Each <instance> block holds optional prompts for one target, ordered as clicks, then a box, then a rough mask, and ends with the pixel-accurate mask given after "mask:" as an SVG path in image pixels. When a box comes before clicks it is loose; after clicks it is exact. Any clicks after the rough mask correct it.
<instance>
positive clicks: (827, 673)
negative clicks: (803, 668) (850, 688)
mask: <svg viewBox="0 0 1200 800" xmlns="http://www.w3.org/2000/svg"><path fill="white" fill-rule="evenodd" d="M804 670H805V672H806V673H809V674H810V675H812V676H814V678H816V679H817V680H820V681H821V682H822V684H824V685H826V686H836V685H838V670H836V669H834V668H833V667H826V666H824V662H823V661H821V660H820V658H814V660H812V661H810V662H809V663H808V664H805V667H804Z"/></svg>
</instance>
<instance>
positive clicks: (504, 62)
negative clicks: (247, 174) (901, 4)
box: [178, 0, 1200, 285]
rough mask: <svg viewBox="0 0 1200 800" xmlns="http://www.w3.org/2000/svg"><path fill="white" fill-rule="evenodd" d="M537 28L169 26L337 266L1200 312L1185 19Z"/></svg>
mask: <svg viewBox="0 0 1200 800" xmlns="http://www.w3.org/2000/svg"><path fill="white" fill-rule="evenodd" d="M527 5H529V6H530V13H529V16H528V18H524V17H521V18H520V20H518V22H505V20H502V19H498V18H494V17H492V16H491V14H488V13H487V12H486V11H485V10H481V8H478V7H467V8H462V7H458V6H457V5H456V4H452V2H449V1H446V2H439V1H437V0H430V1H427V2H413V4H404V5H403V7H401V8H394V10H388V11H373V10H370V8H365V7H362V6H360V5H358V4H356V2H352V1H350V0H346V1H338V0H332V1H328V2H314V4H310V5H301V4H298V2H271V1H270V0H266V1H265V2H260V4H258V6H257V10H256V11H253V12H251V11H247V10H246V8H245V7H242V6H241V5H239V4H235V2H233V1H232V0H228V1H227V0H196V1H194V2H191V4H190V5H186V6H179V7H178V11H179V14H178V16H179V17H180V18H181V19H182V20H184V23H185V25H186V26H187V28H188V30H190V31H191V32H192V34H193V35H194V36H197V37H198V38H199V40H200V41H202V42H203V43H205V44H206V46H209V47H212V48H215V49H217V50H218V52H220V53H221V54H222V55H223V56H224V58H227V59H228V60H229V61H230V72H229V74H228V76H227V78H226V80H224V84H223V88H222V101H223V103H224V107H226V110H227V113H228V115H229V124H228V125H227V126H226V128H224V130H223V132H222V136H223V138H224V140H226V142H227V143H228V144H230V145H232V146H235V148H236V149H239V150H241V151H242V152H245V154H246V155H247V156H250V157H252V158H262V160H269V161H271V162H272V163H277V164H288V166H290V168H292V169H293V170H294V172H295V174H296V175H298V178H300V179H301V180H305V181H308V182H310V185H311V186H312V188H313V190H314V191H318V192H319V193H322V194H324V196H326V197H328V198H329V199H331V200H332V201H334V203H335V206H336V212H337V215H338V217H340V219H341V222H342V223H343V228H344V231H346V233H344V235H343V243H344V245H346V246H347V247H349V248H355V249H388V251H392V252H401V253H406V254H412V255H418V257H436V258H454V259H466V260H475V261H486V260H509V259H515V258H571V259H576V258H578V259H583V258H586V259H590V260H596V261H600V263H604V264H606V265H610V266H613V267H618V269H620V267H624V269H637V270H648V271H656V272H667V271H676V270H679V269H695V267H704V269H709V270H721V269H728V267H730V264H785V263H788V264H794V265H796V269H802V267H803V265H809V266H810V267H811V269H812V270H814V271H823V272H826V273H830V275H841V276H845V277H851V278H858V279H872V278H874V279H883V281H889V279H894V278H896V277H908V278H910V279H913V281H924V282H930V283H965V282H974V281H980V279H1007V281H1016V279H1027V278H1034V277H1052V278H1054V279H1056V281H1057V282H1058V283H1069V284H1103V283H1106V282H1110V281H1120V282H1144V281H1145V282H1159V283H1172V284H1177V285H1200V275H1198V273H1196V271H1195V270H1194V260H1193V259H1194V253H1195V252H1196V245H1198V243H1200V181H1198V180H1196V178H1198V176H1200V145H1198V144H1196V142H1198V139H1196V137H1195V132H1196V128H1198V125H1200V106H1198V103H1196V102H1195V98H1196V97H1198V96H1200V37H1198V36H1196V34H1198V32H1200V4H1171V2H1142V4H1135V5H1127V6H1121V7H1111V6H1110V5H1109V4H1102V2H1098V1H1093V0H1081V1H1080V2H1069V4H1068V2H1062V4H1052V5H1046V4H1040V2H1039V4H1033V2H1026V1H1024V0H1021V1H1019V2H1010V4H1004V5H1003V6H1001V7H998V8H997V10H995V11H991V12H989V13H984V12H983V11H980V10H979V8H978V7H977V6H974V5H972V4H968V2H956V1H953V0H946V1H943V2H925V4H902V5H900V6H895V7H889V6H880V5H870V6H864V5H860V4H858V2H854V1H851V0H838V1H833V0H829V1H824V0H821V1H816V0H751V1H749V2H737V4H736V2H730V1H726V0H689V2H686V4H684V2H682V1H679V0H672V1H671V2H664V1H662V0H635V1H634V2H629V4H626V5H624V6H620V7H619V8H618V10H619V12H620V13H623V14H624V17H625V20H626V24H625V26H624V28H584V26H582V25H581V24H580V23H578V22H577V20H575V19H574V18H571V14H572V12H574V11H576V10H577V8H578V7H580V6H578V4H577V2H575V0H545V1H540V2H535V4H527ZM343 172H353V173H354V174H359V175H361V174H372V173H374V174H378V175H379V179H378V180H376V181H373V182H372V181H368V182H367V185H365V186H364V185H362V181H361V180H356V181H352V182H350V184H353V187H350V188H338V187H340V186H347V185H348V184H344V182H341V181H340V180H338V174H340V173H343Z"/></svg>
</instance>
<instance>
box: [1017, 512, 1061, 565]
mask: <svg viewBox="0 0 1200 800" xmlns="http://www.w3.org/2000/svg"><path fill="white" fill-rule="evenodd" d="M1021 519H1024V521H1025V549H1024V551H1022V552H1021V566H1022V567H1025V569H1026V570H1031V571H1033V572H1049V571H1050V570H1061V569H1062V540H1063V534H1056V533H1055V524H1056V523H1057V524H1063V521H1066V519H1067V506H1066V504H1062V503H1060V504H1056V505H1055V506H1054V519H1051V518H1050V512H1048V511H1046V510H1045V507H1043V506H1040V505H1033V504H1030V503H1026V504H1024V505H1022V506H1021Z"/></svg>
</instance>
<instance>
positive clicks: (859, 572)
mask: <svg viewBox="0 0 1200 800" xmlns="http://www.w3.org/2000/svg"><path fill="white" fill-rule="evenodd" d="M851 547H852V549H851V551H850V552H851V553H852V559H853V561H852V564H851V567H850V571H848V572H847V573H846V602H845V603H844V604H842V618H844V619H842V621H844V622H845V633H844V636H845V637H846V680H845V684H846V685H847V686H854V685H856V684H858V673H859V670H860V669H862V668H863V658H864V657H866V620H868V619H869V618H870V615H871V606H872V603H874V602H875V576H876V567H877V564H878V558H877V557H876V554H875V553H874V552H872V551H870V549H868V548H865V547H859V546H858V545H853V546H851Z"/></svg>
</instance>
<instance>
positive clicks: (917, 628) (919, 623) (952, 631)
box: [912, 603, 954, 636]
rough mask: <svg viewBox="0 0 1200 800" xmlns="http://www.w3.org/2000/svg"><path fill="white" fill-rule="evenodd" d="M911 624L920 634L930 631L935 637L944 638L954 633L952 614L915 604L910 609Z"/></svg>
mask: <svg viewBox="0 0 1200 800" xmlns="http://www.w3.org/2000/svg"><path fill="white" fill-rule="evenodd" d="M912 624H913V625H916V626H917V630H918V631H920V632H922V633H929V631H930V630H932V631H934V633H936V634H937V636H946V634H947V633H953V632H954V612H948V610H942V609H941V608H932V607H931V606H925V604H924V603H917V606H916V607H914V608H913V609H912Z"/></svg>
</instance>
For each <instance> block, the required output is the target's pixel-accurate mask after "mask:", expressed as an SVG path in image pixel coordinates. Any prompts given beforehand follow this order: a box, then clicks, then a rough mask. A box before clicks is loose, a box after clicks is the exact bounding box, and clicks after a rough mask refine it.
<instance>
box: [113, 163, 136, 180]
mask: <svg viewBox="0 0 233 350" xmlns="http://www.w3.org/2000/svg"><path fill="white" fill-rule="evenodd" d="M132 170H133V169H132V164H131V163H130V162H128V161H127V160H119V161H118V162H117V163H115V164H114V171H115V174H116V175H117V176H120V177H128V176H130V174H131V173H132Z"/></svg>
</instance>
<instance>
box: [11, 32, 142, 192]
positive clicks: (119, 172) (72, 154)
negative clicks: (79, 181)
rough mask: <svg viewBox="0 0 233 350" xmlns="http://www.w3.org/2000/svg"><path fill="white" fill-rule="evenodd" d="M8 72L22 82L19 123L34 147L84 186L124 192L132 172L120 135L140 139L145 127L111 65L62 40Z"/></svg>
● ● ●
_TASK ITEM:_
The first line of the entries above marks where to begin; repeat each line exactly through the one that contains "box: [178, 0, 1200, 285]", and include that line.

_PROBLEM SOLUTION:_
Each <instance> block holds optional prompts for one target, ordered as clicks, then a box, then a rough mask, and ends with the pixel-accurate mask given after "mask:" as an SVG path in image pixels. When a box comes before clicks it is loose; after clicks it is exact. Any clicks after the rough mask correct it.
<instance>
positive clicks: (827, 673)
negative clicks: (803, 668) (850, 688)
mask: <svg viewBox="0 0 1200 800" xmlns="http://www.w3.org/2000/svg"><path fill="white" fill-rule="evenodd" d="M804 670H805V672H806V673H809V674H810V675H812V676H814V678H816V679H817V680H820V681H821V682H822V684H824V685H826V686H836V685H838V670H836V669H834V668H833V667H826V666H824V662H823V661H821V660H820V658H814V660H812V661H810V662H809V663H808V664H805V667H804Z"/></svg>
</instance>
<instance>
positive clicks: (504, 62)
negative clicks: (247, 174) (901, 4)
box: [178, 0, 1200, 285]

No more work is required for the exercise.